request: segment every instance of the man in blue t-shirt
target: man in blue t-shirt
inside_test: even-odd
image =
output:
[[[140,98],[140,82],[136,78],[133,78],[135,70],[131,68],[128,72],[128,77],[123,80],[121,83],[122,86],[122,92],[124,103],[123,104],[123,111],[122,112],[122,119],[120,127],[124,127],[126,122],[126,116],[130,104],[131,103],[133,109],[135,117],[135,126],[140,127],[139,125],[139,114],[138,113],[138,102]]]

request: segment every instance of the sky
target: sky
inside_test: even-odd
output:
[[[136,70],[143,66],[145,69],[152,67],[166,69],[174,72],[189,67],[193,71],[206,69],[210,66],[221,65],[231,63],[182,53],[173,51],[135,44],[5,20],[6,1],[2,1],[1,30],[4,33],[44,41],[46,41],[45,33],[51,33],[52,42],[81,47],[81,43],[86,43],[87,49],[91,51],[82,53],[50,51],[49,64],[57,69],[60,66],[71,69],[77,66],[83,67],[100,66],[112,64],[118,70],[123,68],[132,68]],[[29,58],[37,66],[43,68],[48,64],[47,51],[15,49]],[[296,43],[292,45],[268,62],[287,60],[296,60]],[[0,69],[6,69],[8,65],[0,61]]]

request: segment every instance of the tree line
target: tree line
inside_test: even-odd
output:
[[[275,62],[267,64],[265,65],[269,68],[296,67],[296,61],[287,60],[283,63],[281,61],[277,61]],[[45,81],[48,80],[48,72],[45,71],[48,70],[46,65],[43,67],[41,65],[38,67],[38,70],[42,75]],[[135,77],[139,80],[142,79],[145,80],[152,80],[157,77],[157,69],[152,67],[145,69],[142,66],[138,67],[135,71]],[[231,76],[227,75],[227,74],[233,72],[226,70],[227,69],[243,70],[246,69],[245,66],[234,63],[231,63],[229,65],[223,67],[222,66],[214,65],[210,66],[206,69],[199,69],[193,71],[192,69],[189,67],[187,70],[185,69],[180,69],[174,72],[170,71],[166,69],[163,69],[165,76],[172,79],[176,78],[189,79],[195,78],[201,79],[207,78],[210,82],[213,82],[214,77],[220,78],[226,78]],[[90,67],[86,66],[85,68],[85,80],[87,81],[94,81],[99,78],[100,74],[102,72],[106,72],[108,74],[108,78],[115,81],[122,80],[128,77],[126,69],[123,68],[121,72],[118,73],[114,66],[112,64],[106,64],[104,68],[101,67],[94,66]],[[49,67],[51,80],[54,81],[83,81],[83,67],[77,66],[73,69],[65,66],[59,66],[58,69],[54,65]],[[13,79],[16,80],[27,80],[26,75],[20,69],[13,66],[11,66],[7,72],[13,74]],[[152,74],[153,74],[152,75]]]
+++
### Stated task
Lay out every line of the records above as a Markdown table with two columns, Row and Line. Leave out the blank lines.

### Solution to this problem
| Row | Line |
|---|---|
| 1 | request: segment every instance of the man in blue t-shirt |
| 2 | target: man in blue t-shirt |
| 3 | inside_test: even-odd |
| 4 | image = |
| 5 | output: |
| 6 | [[[140,98],[140,82],[136,78],[133,78],[135,70],[131,68],[128,72],[128,77],[123,80],[121,83],[122,86],[122,92],[124,103],[123,104],[123,111],[122,112],[122,119],[120,127],[124,127],[126,122],[126,116],[130,104],[131,103],[133,109],[135,117],[135,126],[140,127],[139,125],[139,114],[138,113],[138,102]]] |
| 7 | request: segment every instance of the sky |
| 8 | target: sky |
| 9 | inside_test: even-odd |
| 10 | output: |
| 11 | [[[136,70],[143,66],[145,69],[152,67],[166,69],[174,72],[189,67],[193,71],[206,69],[210,66],[221,65],[231,63],[182,53],[173,51],[135,44],[5,20],[6,1],[2,1],[1,30],[4,33],[44,41],[46,41],[45,33],[51,33],[52,42],[81,47],[81,43],[86,43],[87,49],[91,51],[82,53],[50,51],[49,64],[57,69],[60,66],[71,69],[77,66],[83,67],[100,66],[112,64],[118,70],[123,68],[132,68]],[[29,58],[37,66],[43,68],[48,64],[47,51],[15,49]],[[296,43],[292,45],[268,62],[287,60],[296,60]],[[0,69],[6,69],[8,65],[0,61]]] |
| 12 | request: segment every instance of the tree line |
| 13 | target: tree line |
| 14 | inside_test: even-odd |
| 15 | output: |
| 16 | [[[275,62],[267,64],[265,65],[269,68],[296,67],[296,61],[287,60],[283,63],[281,61],[277,61]],[[45,81],[48,80],[48,72],[45,71],[48,70],[46,65],[43,67],[41,65],[38,67],[38,70],[42,75]],[[135,77],[139,80],[142,79],[145,80],[152,80],[157,77],[157,69],[152,67],[145,69],[142,66],[138,67],[135,71]],[[231,76],[227,75],[227,74],[233,72],[226,70],[227,69],[243,70],[246,69],[245,66],[234,63],[231,63],[229,65],[223,67],[222,66],[214,65],[210,66],[206,69],[199,69],[193,71],[192,69],[189,67],[187,70],[185,69],[180,69],[174,72],[170,71],[166,69],[163,69],[165,76],[172,79],[176,78],[189,79],[195,78],[201,79],[207,78],[210,82],[213,82],[214,77],[220,78],[226,78]],[[90,67],[86,66],[85,68],[85,80],[87,81],[94,81],[99,78],[100,74],[102,72],[106,72],[108,74],[108,78],[115,81],[122,80],[128,77],[126,69],[123,68],[121,72],[118,73],[114,66],[112,64],[106,64],[104,68],[101,67],[94,66]],[[49,67],[51,80],[54,81],[83,81],[83,67],[77,66],[73,69],[65,66],[59,66],[58,69],[54,65]],[[13,79],[16,80],[27,80],[26,75],[20,69],[13,66],[11,66],[7,72],[13,74]],[[152,74],[153,74],[152,75]]] |